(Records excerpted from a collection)
--*--

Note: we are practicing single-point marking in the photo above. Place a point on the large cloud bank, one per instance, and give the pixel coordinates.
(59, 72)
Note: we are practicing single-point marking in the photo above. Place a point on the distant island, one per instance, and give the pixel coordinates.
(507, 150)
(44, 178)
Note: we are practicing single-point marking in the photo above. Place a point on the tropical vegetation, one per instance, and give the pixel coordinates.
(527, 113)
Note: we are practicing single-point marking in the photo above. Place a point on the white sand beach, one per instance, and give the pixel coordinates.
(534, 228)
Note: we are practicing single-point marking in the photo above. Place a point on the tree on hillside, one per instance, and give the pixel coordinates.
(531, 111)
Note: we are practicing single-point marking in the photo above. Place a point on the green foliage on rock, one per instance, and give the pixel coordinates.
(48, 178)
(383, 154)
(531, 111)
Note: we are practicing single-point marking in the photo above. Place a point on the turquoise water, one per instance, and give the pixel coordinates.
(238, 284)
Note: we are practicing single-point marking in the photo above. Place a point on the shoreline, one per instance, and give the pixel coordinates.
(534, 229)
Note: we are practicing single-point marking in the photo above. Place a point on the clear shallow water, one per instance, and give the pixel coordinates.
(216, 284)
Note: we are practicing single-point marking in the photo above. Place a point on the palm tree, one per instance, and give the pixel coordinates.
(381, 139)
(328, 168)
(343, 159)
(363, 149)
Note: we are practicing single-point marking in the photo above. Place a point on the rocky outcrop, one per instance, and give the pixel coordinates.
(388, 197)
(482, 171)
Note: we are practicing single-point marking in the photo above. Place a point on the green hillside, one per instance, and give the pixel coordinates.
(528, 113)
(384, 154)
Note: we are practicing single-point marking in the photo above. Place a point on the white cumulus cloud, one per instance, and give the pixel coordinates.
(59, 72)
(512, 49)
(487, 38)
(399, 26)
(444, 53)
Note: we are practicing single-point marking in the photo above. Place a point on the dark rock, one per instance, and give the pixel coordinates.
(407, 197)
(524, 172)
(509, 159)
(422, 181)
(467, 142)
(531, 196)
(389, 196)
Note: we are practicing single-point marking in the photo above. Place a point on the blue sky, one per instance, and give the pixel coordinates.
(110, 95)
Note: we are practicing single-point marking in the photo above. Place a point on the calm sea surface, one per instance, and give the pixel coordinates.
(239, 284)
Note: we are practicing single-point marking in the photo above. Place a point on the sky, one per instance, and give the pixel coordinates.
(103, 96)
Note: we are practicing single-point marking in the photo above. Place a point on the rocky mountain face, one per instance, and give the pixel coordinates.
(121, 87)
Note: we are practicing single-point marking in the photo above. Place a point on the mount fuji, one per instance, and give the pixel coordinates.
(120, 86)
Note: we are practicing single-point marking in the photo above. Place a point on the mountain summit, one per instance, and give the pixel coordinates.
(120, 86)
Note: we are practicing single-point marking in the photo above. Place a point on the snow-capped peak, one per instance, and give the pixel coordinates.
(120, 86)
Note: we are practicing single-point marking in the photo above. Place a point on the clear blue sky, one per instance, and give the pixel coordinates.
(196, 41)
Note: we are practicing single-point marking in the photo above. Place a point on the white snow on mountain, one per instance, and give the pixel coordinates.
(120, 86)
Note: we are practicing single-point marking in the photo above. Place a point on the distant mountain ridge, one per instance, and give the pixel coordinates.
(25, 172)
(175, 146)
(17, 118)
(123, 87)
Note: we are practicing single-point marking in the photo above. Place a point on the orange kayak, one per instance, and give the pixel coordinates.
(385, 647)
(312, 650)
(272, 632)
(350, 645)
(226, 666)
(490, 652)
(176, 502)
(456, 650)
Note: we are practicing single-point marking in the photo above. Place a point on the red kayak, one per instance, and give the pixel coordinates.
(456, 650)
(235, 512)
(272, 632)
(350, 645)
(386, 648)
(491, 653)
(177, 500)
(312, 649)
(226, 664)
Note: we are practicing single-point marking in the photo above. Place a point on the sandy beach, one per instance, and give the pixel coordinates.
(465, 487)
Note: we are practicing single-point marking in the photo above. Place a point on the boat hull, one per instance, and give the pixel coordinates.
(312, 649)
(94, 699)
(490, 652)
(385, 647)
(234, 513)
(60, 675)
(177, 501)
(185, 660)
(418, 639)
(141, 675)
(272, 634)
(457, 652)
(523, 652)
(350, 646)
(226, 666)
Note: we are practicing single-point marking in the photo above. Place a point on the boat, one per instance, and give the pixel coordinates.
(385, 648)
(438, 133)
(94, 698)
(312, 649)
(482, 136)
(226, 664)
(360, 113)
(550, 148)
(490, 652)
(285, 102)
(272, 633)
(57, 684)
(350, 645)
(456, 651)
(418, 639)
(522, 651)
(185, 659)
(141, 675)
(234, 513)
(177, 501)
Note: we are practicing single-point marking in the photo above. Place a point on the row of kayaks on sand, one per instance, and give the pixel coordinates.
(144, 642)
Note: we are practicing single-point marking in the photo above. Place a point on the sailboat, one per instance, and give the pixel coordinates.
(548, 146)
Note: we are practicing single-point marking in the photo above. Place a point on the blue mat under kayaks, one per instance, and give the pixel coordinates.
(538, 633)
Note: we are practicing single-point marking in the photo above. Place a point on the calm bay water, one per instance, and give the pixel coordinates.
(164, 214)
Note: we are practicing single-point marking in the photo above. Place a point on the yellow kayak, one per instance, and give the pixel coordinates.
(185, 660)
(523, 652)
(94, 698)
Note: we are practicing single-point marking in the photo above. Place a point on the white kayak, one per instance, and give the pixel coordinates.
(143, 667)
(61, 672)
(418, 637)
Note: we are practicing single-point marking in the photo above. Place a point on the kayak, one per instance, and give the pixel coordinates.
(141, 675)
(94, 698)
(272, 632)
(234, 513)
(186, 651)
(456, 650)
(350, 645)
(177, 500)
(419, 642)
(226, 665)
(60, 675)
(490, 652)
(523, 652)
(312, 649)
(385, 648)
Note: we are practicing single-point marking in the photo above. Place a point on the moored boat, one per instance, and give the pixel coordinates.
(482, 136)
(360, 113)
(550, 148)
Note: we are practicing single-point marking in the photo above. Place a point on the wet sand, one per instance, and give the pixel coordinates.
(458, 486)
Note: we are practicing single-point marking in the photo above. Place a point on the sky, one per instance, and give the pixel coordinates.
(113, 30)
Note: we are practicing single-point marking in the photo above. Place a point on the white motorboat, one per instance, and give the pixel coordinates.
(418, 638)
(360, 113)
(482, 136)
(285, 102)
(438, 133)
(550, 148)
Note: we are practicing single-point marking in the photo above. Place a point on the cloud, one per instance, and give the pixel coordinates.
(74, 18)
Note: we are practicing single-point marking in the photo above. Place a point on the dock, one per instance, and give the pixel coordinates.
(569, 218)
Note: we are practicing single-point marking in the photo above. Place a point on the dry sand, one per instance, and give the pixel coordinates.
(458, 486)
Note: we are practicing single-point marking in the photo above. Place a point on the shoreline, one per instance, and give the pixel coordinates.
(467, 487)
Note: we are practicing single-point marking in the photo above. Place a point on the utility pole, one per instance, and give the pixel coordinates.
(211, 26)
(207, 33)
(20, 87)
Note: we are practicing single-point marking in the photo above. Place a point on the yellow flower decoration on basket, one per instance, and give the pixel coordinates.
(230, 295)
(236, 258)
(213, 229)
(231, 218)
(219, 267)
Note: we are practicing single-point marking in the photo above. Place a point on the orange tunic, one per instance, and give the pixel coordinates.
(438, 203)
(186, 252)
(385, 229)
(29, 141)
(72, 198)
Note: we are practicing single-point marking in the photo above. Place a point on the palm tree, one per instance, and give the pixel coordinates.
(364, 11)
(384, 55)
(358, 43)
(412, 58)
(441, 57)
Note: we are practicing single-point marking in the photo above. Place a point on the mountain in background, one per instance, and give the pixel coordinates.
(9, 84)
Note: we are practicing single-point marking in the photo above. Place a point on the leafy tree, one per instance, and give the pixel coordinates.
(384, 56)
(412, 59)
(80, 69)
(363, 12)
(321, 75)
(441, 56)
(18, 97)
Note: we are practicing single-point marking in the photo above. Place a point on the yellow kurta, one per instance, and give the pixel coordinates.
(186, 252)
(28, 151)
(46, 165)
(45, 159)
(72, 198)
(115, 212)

--*--

* _About this exercise_
Print the line with "the yellow flower" and every line after it in the entries above, exactly as written. Leave out all other lines.

* _Result of this exercise_
Note: we are practicing single-point marking in the photo above. Place a point on the yellow flower decoration on basket, one per instance, and give the pixel coordinates.
(230, 295)
(236, 258)
(213, 229)
(231, 218)
(219, 267)
Note: we are practicing single-point marking in the photo above. Place a point on the orange tunic, one per instance, and give the pixel coordinates.
(438, 203)
(186, 252)
(385, 229)
(29, 141)
(72, 198)
Note: we are practicing single-point marking in the photo above. Place a point on the palm tree, one per instance, and give the pixel coordinates.
(364, 11)
(384, 55)
(358, 43)
(412, 58)
(441, 57)
Note: we are practicing single-point marking in the photo above. Place a point on the mountain in background, one per instance, and give the pixel coordinates.
(9, 84)
Note: we are practicing single-point marking in the photo above. Place a point on the leafy tree, one per instance, and give the pixel coordinates.
(384, 56)
(412, 59)
(80, 69)
(363, 12)
(321, 75)
(441, 56)
(18, 97)
Note: we are practicing single-point marking in the photo above. Place a point on the yellow kurta, one per instance, and give the pixel coordinates.
(186, 252)
(28, 151)
(46, 165)
(45, 159)
(72, 198)
(115, 212)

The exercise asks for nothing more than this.